## Stated task
Reproduce all of the records below word for word, without altering anything.

#####

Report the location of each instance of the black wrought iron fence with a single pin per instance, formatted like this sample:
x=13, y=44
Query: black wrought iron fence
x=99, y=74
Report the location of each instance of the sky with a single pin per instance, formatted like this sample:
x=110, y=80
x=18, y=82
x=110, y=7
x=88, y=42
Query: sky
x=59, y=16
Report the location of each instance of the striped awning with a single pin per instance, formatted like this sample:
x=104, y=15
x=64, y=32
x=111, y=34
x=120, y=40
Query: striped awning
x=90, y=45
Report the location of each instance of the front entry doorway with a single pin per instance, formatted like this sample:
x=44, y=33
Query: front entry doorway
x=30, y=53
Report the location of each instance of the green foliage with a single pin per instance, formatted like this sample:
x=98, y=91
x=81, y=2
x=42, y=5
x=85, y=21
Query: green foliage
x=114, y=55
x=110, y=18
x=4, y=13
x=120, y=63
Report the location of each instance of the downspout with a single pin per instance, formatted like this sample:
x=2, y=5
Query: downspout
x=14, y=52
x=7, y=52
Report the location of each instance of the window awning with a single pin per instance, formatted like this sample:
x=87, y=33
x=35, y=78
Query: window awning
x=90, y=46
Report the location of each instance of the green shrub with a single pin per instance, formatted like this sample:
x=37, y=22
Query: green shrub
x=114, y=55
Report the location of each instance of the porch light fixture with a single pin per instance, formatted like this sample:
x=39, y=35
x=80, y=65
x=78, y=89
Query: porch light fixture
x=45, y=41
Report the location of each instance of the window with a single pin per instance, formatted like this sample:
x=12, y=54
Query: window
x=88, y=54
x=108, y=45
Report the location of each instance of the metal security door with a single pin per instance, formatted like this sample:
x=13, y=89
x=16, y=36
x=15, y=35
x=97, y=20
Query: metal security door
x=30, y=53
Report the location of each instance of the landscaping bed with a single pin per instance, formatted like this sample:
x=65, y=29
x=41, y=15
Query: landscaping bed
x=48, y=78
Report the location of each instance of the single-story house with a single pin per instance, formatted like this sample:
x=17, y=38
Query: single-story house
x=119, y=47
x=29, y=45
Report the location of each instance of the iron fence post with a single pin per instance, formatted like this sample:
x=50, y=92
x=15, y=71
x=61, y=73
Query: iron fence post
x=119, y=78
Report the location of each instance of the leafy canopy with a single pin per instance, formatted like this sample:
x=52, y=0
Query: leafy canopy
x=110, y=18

#####

## Result for this task
Report the location of each instance of the black wrought iron fence with a single pin per instance, formatted like this sample:
x=13, y=44
Query: black wrought iron fence
x=99, y=74
Report the location of each instance of the sky with a single pin per instance, formatted like this sample:
x=110, y=80
x=18, y=82
x=110, y=7
x=88, y=42
Query: sky
x=59, y=16
Report the location of each instance of the striped awning with a single pin per instance, formatted like this sample:
x=104, y=15
x=64, y=32
x=111, y=34
x=120, y=40
Query: striped awning
x=90, y=45
Report the location of each instance of the front entry doorway with a single pin per instance, formatted like this sample:
x=44, y=33
Query: front entry doorway
x=30, y=53
Report the location of each instance of the green foliage with a single pin per instance, formatted like this sample:
x=98, y=91
x=81, y=2
x=42, y=5
x=85, y=21
Query: green foliage
x=114, y=55
x=110, y=18
x=4, y=13
x=120, y=63
Report the location of each instance of the downspout with a single pin per instance, formatted like this sample:
x=2, y=5
Query: downspout
x=14, y=52
x=7, y=52
Report the location of each instance of the window awning with a single pin per instance, formatted like this sample:
x=87, y=33
x=35, y=78
Query: window awning
x=90, y=46
Report the location of each instance of the green shrub with a single pin per instance, formatted like this sample:
x=37, y=22
Query: green shrub
x=114, y=55
Report the location of each instance of the porch light fixture with a single pin per instance, formatted like this sample:
x=39, y=35
x=80, y=65
x=78, y=89
Query: porch light fixture
x=45, y=41
Report the location of each instance of the window with a single pin per instance, formatted like this sample:
x=12, y=54
Query: window
x=88, y=54
x=108, y=45
Report the location of each instance of the metal security door with a single pin per instance, formatted like this sample:
x=13, y=89
x=16, y=36
x=15, y=35
x=97, y=20
Query: metal security door
x=30, y=53
Report the location of each instance of the landscaping bed with a single pin per instance, formatted like this sample:
x=65, y=29
x=41, y=15
Query: landscaping bed
x=48, y=78
Report the location of each instance of the single-story house with a single pin per instance, formatted like this sample:
x=17, y=38
Query: single-story house
x=119, y=47
x=29, y=45
Report the location of each instance of the iron fence post with a single pin per instance, formatted like this sample:
x=50, y=92
x=15, y=71
x=61, y=73
Query: iron fence post
x=119, y=78
Report the location of each instance of the leafy canopy with a single pin per instance, formatted like this sample:
x=52, y=0
Query: leafy canopy
x=110, y=18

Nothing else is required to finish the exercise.